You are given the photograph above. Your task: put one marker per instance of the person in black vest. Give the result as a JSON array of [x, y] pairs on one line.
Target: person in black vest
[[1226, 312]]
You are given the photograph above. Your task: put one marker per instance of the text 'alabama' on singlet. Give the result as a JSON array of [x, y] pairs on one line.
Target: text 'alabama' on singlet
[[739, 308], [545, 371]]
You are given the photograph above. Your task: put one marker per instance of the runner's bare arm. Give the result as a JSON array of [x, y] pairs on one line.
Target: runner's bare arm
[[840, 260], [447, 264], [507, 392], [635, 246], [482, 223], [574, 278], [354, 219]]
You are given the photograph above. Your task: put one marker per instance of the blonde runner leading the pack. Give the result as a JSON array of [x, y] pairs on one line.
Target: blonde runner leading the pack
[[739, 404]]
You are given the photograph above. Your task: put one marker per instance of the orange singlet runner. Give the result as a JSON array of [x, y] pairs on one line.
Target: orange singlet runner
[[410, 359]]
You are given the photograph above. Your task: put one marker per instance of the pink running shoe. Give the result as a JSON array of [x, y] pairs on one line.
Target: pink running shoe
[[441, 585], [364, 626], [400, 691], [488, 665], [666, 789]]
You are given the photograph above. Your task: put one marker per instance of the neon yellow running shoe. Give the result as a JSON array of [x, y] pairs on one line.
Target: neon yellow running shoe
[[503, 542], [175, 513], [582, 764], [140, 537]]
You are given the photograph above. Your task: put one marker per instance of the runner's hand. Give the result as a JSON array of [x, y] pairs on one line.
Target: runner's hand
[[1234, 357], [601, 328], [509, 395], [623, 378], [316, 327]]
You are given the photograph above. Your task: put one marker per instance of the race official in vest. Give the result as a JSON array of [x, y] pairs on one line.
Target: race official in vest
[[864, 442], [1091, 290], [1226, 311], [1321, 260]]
—————
Bring together all lines of the entries above in which the string "JSON" occurs.

You are given the photograph above. Your task: put one marker per instance of the person in black vest. Give the result as a JSON array of [x, y] pairs on one line.
You are given the photograph above. Your task: put one marker per instance of the text 'alabama' on singlet. Give the result as a JSON array of [x, y] pairs on one line.
You are given the photograph above. Your task: put one marker per instance of the runner's bare arm. Give the result as a JSON array of [x, y] pairs on one line.
You are given the photograph above. Your task: put one marker per instance of the blonde runner leading the pack. Give the result as a JSON array of [x, y] pairs on one line.
You are given the photograph above. Your task: put one marker per instance of the orange singlet runner. Give the result as a JSON array of [x, y] pairs on one line.
You are given the photograph above. Your task: put one marker per instance of the pink running shoe. Give the result as a JSON array of [x, y] pairs on one line.
You are given the photograph above. Your task: put one marker per instance of the neon yellow running shoe. Give the result as a JSON array of [x, y] pairs on one line.
You are given the photograph above. Your task: put one marker per instance of the runner's hand. Give the result as a JSON array of [x, y] pairs on one line.
You are given the photograph above. Your task: put one marker per instance of the race official in vest. Give the result as a JSON array of [x, y] pairs on one line.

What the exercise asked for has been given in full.